Exercise objective: Each record beneath this sentence is to be transcribed exactly as it reads.

Supplied records Start Marker

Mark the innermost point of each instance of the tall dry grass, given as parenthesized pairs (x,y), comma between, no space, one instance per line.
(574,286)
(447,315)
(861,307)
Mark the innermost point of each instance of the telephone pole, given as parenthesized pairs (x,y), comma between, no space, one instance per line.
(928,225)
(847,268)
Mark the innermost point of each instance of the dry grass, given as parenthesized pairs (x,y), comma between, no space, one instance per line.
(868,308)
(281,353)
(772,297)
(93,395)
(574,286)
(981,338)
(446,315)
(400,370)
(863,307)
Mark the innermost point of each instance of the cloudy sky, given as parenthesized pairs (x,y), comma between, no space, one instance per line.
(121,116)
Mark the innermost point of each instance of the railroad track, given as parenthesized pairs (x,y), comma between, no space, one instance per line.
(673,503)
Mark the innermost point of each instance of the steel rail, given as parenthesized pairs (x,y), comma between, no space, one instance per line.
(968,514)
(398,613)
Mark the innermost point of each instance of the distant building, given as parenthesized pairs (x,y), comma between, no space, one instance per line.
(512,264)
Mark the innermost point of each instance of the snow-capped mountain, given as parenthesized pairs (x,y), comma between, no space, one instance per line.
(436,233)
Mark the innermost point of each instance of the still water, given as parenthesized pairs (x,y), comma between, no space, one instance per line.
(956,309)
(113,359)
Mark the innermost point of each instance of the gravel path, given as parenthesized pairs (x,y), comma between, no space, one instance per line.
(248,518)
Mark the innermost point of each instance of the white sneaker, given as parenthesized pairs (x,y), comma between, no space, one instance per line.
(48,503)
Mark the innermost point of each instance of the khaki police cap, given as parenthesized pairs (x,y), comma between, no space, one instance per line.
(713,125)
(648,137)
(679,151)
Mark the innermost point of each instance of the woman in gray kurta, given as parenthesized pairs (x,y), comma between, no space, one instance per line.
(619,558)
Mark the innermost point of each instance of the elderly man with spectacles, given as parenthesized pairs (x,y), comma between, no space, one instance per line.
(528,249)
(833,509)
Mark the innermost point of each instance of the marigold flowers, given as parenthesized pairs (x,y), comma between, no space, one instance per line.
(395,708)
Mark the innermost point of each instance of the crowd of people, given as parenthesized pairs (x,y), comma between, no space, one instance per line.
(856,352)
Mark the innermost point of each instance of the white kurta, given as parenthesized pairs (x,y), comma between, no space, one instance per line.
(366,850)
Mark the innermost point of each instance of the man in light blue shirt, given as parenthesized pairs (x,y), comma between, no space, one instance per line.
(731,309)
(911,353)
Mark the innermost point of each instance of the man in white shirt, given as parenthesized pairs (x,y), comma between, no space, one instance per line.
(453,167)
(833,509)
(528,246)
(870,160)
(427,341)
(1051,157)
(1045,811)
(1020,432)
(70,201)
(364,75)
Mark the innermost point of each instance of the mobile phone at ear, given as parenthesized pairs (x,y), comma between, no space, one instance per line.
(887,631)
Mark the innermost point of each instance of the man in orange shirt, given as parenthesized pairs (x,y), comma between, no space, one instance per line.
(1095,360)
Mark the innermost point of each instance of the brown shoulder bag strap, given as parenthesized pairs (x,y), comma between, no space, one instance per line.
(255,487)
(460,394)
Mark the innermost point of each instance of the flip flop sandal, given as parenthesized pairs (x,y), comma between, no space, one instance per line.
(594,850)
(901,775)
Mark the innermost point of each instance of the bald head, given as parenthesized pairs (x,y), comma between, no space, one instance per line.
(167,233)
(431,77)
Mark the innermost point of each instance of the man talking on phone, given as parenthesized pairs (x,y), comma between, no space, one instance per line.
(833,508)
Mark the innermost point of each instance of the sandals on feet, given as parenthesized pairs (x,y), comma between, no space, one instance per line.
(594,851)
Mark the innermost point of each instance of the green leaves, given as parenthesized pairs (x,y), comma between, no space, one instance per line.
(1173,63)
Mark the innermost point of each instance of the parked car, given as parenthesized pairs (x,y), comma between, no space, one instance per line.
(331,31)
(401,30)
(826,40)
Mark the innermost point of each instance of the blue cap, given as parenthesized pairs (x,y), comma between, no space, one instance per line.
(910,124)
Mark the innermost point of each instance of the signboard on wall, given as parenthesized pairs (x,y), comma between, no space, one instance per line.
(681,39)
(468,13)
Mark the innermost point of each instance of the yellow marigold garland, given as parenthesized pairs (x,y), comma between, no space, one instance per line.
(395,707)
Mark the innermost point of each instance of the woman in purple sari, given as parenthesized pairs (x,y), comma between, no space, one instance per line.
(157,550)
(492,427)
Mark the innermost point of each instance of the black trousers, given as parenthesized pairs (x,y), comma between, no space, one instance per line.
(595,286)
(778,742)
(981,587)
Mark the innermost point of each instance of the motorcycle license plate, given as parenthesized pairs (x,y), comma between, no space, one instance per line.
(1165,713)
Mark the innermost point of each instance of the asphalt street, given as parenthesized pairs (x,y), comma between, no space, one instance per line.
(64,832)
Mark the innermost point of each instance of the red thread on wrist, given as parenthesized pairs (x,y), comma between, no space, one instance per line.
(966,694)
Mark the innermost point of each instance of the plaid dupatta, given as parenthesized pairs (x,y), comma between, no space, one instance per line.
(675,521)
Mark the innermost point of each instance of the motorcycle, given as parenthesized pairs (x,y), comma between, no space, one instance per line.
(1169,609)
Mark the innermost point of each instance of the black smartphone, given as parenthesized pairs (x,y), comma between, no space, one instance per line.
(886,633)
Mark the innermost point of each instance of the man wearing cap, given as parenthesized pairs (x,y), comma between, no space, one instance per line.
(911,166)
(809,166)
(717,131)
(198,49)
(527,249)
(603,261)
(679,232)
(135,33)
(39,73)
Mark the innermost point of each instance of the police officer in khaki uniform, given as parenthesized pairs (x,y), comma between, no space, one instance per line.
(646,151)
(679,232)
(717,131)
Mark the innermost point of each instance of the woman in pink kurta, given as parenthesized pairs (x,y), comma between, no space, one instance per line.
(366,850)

Supplied records End Marker

Output:
Mark the innermost point of each instance of the tall dry grass, given as parenthesized pairs (x,y), comma between, no space, one instance per line.
(574,286)
(447,315)
(861,307)
Mark the innermost point of each instance of the telephone pole, given as parenthesized pairs (x,y), comma between, no space, one instance per line.
(928,225)
(847,268)
Mark the innermost point of each instance of the dry grass, given as parenthesized pairs (x,y), comma between, no space, one instance per line.
(868,308)
(281,353)
(772,297)
(93,395)
(574,286)
(981,338)
(446,315)
(400,370)
(863,307)
Mark the innermost point of each instance of the cloudy sky, given as parenthesized pairs (x,y), comma between, no space, one instance per line.
(121,116)
Mark the innermost point of each instance of the railroad track, given as parenthesized pairs (x,y), comma between, no space, one instance per line.
(673,503)
Mark the innermost point of each instance of the steel rail, given as parenthesized pairs (x,y), comma between, no space, one instance per line.
(968,514)
(398,613)
Mark the innermost point of each instance of the distant building, given as parenthesized pairs (x,y), comma between, no space, one instance per line.
(512,264)
Mark the innermost point of each instance of the snow-capped mountain, given as parenthesized pairs (x,y), comma between, no space, one instance per line.
(436,233)
Mark the innermost point of each instance of the still water, given as parenthesized pairs (x,y), comma between, no space, one instance per line.
(956,309)
(113,359)
Mark the innermost point of each instance of the gravel path, given as parenthesized pairs (x,y), comma between, no space, one instance per line.
(248,518)
Mark the innermost point of each instance of the white sneaker, given as parenthesized pairs (x,y), comma between, no space, one instance per line.
(48,503)
Mark the innermost point of each instance of the khaki police cap, given as parenthesized pairs (x,y), comma between, no space, one instance per line.
(713,125)
(648,137)
(679,151)
Mark the innermost point of each instance of the woman in gray kurta, given as parenthesized pairs (x,y), comma between, no space, one instance per line.
(619,558)
Mark the innermost point of each instance of the elderly man with spectacles, given as parenthesized pairs (x,y), comma between, no space, one instance per line.
(528,249)
(833,509)
Mark the innermost point of each instance of the marigold flowers, given as parenthesized pairs (x,y), comma between, no space, one instance per line.
(395,708)
Mark the innermost point of each instance of the crowd of people, given as parenthesized pairs (x,y), comma between, no space, one instance per line.
(856,352)
Mark the innermost point of each instance of the white kurta, given as parenthesized pairs (x,y), comma between, no space, one instance per line.
(366,850)
Mark the innermost point of each instance of the man in light blue shirt, given as parenthesized pairs (x,y), comma between, no space, one instance per line.
(731,309)
(911,353)
Mark the innermost point of each instance of the man in white shirt, given as parenthesized pairs (x,y), comma between, no space, one instance per line.
(453,167)
(833,509)
(528,246)
(870,160)
(427,341)
(1051,157)
(1045,811)
(1020,432)
(70,201)
(364,75)
Mark the innermost point of each instance of the mobile phone at ear, given as parenthesized pairs (x,y), comma between, no space, one instance per line.
(887,631)
Mark the innermost point of each instance of the man in orange shirt, given as parenthesized pairs (x,y), comma between, no space, one instance per line.
(1095,360)
Mark the innermost point of each instance of the brown shoulder bag strap, given as parenthesized pairs (x,y), comma between, no space, one instance per line.
(255,487)
(460,394)
Mark the innermost point of each instance of the flip flop sandal, given as parenthesized pairs (x,y), comma between, no space, one instance per line.
(594,850)
(901,775)
Mark the innermost point of each instance of the bald head, given as parenthesized pairs (x,y), comma between, no space, one instance per line.
(167,233)
(431,77)
Mark the innermost point of each instance of the man talking on phone, given as parenthesized pairs (x,y), comma between, no space, one instance per line.
(833,508)
Mark the innermost point of each instance of the sandals on feet, given as parenthesized pairs (x,y), comma between, no space, one instance per line.
(594,851)
Mark the innermost point of each instance of the green leaves, given as parenthesized pairs (x,y), comma between, no space, one instance per line.
(1173,63)
Mark the innermost point of each instance of the parked car, given as parenthesized pairs (x,y), comma between, no space, one instance per line.
(331,31)
(401,30)
(826,40)
Mark the innermost point of each instance of the blue cap, given as parenthesized pairs (x,y), comma between, no space, one instance per line.
(910,124)
Mark the innermost point of each instance of the signboard on wall, given as parenthesized pairs (x,y), comma between, no space, one instance per line.
(681,39)
(468,13)
Mark the innermost point of each instance of the yellow marigold garland, given as parenthesized pairs (x,y), comma between, no space, one instance per line.
(395,707)
Mark the innermost point of each instance of the woman in purple sari, given as parenthesized pairs (x,y), comma between, no space, one instance per line.
(157,550)
(492,427)
Mark the innermost point of each instance of the black trousers, given as parenthesized pairs (x,y), comma between, no space, one instance per line.
(595,286)
(778,742)
(981,587)
Mark the innermost point of each instance of the motorcycle license plate, given as parenthesized pairs (x,y), comma between, no space, one instance per line.
(1165,713)
Mark the innermost point of each instance of the asphalt street, given as parenthesized pairs (x,y), comma between, no space, one instance per line.
(64,832)
Mark the innermost point of each instance of the red thread on wrist, given as parenthesized pairs (x,y), comma between, no space, one instance per line.
(966,694)
Mark the innermost point of each instance of the plaid dupatta, given as parenthesized pairs (x,y), comma between, no space, one instance per line.
(675,521)
Mark the innermost point of each instance of the motorcycle, given as parenthesized pairs (x,y), comma between, no space, one instance per line.
(1169,609)
Mark the innermost point of each instance of the black smartphone, given as parenthesized pairs (x,y), comma between, no space, one instance per line.
(886,633)
Mark the innermost point of each instance of the man wearing cap, given as parenthesized pairs (x,y), comma between, no space, one instance per line.
(911,166)
(809,166)
(717,131)
(198,49)
(527,249)
(603,261)
(679,232)
(135,33)
(39,73)
Mark the innermost point of each instance of the police officer in khaki uniform, given as parenthesized pairs (x,y), comma between, no space, one instance per line.
(646,151)
(679,232)
(717,131)
Mark the innermost point of each instance of the woman in pink kurta, given as parenthesized pairs (x,y), comma between, no space, one instance per line.
(366,850)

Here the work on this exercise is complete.